= Исходный отрывок =
###

Дело в Сенате затянулось, и так как я не желала давать повод думать, что я хочу, чтобы имение непременно было присуждено дочери, тем более что, в сущности, я этого вовсе и не желала, так как знала, что моя дочь в значительной степени виновна в расстройстве состояния своего мужа, я даже имела мужество сказать это генерал-прокурору, имевшему большое влияние на решение дела в ту или другую сторону, и просила только ускорить его, дабы я могла решить, надо ли мне продавать или заложить свои имения, чтобы заплатить долги дочери и, покончив с делами, уехать в деревню. Наконец Сенат вынес решение в пользу моей дочери; императрица утвердила его. Я заплатила большую часть долгов моей дочери; остальные же обязалась уплатить вскоре по моем приезде в Москву.
Я уже продала свой дом и жила одна в огромном доме отца; со мной было небольшое количество прислуги; в этом большом пустынном доме я казалась себе принцессой, зачарованной злым волшебником, не позволявшим мне уехать. Мне было поручено управление имением дочери; я обложила ее крестьян таким легким оброком, что они считали себя счастливыми и даже те, которые покинули свои избы, вернулись домой. Вследствие этого доходы с имения с трудом покрывали долги моей дочери.
Я письменно просила у императрицы уволить меня от управления обеими академиями и дать мне двухлетний отпуск для поправления здоровья и устройства своих дел. Императрица не пожелала, чтобы я оставила совсем академию, и позволила мне только уехать на два года. Я тщетно представляла императрице, что Академия наук в особенности не может оставаться без директора столь долгое время; она пожелала, чтобы я назначила себе заместителя из лиц, подчиненных мне, с тем чтобы он ничего не предпринимал, не списавшись предварительно со мной. Она хотела также, чтобы я продолжала получать жалованье директора Академии наук[52]. Императрица выразила графу Безбородко свою печаль по поводу моего намерения уехать; несмотря на мое твердое решение жить в деревне и мое желание повидаться с моим братом, графом Александром, я с глубокой печалью думала о том, что, может быть, никогда больше не увижу императрицу, которую страстно любила еще до восшествия ее на престол, когда я имела возможность оказывать ей более существенные услуги, чем она мне; следовательно, моя любовь к ней была вполне бескорыстна и я не переставала ее любить, несмотря на то, что она в своем обращении со мной не всегда повиновалась внушениям своего сердца и ума; я с радостью любовалась ею каждый раз, когда она давала к тому повод, и ставила ее выше самых великих государей, когда-либо сидевших на российском престоле.

###

= Задания =
1. Воспроизведите без изменений фрагмент отрывка, начинающийся со слов «Я уже продала» и заканчивающийся словами «долги моей дочери.».
2. Как, согласно отрывку, повели себя крестьяне дочери после того, как их обложили легким оброком?
3. Перескажите в виде краткого списка абзац отрывка, начинающийся словами «Я письменно просила у императрицы», сохранив его основные факты.
Приведенные далее записи взяты из другого источника.

= Набор данных =

###

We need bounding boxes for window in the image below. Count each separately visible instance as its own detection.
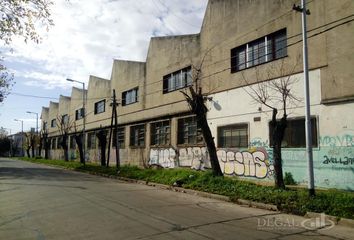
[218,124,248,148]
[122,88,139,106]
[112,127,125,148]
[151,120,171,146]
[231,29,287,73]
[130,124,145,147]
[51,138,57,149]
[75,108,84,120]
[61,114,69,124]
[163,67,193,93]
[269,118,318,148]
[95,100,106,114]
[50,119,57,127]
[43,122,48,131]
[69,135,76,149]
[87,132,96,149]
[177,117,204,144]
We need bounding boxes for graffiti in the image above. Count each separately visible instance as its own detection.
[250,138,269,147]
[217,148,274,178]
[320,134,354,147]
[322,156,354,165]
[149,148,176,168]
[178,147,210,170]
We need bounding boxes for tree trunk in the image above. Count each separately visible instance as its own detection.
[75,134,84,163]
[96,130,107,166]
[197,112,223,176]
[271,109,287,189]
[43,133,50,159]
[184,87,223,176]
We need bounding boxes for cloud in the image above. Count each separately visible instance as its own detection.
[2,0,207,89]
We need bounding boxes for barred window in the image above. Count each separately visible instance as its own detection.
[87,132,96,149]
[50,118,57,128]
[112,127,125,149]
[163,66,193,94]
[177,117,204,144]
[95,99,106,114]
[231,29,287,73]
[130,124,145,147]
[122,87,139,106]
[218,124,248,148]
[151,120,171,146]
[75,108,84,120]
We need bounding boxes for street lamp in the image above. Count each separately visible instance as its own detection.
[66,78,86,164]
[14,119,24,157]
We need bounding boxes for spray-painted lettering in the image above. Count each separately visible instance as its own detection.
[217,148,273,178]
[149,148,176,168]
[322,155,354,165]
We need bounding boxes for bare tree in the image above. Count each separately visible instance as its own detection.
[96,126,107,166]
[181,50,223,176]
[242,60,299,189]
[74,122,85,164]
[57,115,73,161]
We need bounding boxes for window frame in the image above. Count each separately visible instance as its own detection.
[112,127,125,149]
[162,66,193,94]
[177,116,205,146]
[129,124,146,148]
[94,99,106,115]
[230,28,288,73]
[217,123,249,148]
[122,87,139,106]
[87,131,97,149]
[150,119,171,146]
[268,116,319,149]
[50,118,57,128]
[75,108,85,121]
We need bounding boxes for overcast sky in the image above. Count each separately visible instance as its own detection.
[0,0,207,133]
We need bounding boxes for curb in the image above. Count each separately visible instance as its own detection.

###

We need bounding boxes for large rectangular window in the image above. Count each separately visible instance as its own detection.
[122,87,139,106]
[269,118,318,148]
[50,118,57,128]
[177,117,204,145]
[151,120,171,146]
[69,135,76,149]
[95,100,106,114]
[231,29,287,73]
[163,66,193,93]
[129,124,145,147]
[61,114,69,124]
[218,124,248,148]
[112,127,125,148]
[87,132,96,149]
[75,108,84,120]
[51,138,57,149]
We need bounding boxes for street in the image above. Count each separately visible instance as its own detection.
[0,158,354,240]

###

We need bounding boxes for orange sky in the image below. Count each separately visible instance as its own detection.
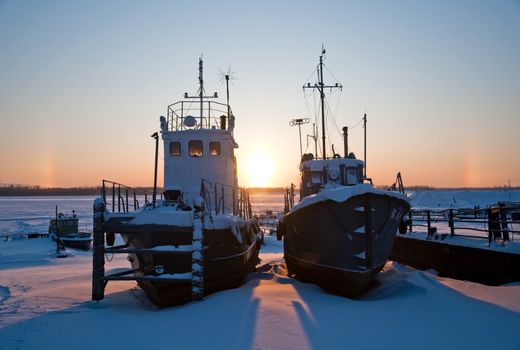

###

= Ответы к заданиям =
1.
Я уже продала свой дом и жила одна в огромном доме отца; со мной было небольшое количество прислуги; в этом большом пустынном доме я казалась себе принцессой, зачарованной злым волшебником, не позволявшим мне уехать. Мне было поручено управление имением дочери; я обложила ее крестьян таким легким оброком, что они считали себя счастливыми и даже те, которые покинули свои избы, вернулись домой. Вследствие этого доходы с имения с трудом покрывали долги моей дочери.

2. Они считали себя счастливыми, и даже покинувшие свои избы вернулись домой.

3.
- Письменная просьба к императрице уволить от управления обеими академиями и дать двухлетний отпуск для поправления здоровья и устройства дел.
- Императрица не позволила совсем оставить академию и разрешила лишь уехать на два года.
- Довод о том, что Академия наук не может так долго оставаться без директора, не подействовал. Императрица пожелала, чтобы был назначен заместитель из подчиненных, который ничего не предпринимал бы, не списавшись предварительно.
- Жалованье директора Академии наук было решено сохранить.
- Императрица выразила графу Безбородко печаль по поводу предстоящего отъезда.
- Несмотря на твердое решение жить в деревне и желание повидаться с братом, графом Александром, оставалась глубокая печаль от мысли, что императрицу, возможно, больше не удастся увидеть. Любовь к ней была бескорыстной, возникла еще до ее восшествия на престол, и императрица ставилась выше самых великих российских государей.